Please write out the final portion of the records below exactly: the line containing "Target: green front door", every line after it, and nothing else.

══ Supplied records

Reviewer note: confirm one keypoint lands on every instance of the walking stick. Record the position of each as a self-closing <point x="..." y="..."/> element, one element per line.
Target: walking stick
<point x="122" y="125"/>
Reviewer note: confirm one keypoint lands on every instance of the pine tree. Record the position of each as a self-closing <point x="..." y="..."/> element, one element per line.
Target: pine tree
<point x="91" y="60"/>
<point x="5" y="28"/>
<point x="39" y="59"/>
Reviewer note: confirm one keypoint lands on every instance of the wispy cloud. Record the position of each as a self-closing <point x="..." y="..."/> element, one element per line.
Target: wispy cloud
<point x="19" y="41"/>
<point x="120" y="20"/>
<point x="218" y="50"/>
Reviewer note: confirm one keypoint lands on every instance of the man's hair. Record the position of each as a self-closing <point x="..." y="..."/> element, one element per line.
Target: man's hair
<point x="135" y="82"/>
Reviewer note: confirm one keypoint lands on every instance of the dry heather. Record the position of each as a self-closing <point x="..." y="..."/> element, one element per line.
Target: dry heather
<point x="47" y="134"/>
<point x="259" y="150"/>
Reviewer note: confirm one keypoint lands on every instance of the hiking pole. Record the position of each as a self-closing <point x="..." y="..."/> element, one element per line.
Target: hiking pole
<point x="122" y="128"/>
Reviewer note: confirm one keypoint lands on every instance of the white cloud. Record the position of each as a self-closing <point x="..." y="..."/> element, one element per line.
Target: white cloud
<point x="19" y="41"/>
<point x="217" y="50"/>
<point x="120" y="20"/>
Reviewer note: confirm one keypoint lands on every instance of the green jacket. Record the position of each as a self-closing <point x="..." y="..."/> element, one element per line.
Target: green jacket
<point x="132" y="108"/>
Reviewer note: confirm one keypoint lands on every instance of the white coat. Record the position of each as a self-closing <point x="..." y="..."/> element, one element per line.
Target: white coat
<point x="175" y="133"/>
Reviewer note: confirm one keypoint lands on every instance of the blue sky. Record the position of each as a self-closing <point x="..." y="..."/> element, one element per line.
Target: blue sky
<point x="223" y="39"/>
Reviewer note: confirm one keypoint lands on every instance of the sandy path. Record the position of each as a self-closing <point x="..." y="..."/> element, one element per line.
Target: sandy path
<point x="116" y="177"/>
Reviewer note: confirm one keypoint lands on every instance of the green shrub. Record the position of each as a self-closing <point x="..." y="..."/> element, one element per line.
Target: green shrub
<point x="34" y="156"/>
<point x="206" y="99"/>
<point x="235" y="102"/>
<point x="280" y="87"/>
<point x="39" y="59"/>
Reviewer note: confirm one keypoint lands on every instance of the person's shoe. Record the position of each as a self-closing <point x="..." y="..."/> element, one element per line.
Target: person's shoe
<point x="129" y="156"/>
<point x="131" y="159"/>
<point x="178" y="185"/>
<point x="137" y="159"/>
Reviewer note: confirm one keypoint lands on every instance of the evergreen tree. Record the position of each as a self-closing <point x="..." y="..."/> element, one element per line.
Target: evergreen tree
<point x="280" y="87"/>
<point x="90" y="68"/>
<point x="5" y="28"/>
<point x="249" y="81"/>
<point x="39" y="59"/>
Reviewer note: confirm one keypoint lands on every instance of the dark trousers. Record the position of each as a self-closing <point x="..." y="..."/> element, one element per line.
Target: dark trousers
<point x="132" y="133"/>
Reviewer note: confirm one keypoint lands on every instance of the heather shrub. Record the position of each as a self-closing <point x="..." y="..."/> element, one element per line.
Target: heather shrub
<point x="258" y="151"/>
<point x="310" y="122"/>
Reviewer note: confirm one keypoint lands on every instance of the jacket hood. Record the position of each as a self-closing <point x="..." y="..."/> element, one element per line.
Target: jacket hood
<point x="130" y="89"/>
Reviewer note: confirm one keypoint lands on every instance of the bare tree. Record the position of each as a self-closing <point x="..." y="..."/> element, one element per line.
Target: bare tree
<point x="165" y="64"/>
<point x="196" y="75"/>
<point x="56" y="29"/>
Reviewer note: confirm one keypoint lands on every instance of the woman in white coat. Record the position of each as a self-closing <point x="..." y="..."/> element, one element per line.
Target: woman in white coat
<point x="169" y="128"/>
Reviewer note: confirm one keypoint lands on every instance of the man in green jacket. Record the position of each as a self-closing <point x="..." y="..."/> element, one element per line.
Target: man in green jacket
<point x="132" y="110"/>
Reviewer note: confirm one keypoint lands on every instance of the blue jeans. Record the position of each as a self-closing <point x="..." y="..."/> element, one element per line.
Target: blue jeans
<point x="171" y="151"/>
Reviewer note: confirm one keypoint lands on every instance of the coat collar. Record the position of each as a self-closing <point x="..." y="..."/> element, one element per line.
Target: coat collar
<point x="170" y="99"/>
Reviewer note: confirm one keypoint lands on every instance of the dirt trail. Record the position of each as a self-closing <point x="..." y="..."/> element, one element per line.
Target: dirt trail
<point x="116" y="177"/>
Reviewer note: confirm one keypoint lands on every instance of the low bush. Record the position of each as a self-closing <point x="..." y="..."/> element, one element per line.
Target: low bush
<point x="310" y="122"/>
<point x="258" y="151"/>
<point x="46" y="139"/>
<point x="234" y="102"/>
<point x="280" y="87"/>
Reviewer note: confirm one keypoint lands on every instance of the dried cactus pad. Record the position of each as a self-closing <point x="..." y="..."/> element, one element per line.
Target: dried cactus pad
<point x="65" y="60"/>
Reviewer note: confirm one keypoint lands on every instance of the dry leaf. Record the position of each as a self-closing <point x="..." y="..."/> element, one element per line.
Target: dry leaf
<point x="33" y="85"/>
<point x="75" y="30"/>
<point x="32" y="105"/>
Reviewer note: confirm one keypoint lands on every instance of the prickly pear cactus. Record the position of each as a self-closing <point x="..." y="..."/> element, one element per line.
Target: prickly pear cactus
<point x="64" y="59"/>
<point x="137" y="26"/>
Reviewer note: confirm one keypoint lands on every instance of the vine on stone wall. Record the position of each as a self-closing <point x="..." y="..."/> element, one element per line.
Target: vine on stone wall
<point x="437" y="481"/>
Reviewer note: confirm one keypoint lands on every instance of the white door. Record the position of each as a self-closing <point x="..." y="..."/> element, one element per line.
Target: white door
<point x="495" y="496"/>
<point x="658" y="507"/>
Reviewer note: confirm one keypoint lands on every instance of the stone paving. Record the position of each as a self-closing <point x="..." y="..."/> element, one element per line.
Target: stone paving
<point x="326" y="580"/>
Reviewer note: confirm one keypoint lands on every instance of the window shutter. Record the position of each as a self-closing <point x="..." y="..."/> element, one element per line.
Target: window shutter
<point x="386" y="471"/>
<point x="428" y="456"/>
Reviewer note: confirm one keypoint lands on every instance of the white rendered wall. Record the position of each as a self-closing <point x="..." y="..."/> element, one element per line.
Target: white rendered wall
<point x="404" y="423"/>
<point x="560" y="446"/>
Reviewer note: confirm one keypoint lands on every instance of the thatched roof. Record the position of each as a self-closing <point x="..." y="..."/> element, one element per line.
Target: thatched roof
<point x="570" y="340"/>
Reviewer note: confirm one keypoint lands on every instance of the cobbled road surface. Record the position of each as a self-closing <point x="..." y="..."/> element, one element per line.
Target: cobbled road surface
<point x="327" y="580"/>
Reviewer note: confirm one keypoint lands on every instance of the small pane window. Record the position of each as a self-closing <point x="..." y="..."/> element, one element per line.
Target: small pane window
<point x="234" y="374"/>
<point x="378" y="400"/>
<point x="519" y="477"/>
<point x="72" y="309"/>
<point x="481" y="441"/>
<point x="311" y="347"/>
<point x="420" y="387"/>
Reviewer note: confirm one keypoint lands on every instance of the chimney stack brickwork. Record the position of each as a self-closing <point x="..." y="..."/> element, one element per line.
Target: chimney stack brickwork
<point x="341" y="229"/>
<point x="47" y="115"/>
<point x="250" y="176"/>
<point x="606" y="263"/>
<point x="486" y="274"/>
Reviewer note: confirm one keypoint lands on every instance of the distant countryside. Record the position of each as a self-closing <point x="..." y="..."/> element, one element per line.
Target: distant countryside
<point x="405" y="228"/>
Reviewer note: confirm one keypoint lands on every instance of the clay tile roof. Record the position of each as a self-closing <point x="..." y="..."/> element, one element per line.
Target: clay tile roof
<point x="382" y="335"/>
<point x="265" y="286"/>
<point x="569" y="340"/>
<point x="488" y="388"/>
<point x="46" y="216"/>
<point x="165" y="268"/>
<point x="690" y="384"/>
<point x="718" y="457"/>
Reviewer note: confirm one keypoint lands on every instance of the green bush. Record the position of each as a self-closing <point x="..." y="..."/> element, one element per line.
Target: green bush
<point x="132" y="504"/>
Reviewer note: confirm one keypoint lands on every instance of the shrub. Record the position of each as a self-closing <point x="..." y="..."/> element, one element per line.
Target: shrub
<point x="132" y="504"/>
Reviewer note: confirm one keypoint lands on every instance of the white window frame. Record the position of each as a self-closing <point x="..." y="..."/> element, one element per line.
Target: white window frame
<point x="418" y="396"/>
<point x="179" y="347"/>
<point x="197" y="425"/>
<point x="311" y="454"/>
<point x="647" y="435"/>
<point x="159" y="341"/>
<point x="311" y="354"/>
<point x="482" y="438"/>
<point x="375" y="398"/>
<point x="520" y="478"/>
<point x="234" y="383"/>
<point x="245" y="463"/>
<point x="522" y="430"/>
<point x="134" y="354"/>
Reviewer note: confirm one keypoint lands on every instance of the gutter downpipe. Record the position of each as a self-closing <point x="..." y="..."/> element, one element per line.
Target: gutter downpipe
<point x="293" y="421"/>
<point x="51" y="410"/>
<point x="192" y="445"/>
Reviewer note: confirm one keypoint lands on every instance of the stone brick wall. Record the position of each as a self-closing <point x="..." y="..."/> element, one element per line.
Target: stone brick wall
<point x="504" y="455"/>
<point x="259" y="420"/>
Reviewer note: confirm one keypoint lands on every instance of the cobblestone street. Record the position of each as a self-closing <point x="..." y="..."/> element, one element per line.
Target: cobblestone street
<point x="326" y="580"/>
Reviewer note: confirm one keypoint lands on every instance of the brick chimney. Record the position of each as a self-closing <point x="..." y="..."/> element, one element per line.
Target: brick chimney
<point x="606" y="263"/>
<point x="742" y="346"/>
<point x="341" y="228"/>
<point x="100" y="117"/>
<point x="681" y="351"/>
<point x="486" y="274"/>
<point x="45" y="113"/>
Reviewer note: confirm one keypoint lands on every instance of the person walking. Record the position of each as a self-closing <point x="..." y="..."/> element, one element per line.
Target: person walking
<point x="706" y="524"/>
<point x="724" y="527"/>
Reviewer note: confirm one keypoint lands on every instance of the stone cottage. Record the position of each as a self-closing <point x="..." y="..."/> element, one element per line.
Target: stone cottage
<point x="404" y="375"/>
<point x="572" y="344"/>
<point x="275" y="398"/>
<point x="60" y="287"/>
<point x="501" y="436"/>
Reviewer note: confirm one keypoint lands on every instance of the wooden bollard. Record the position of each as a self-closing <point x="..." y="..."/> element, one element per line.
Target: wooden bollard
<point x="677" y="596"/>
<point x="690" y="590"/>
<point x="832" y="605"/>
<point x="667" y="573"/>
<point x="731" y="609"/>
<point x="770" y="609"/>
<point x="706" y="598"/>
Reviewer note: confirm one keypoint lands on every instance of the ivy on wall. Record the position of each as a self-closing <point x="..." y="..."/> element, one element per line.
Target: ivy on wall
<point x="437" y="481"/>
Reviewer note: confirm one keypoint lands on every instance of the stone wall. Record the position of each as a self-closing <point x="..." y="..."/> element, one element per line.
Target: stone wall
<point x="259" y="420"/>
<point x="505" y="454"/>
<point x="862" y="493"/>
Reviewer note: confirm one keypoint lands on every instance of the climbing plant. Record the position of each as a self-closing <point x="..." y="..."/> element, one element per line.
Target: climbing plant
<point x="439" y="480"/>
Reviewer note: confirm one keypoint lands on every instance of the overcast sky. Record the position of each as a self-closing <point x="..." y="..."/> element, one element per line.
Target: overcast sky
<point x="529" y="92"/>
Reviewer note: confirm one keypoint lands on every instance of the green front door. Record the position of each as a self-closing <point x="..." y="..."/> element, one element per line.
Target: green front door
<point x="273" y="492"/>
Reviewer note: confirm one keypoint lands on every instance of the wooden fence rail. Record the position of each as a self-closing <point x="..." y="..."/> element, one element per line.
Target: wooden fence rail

════

Your response.
Target: green front door
<point x="273" y="492"/>
Reviewer note: confirm one keypoint lands on every instance of the wooden fence rail. Record the position of each as a self-closing <point x="..." y="..."/> element, one element per line.
Target: wooden fence rail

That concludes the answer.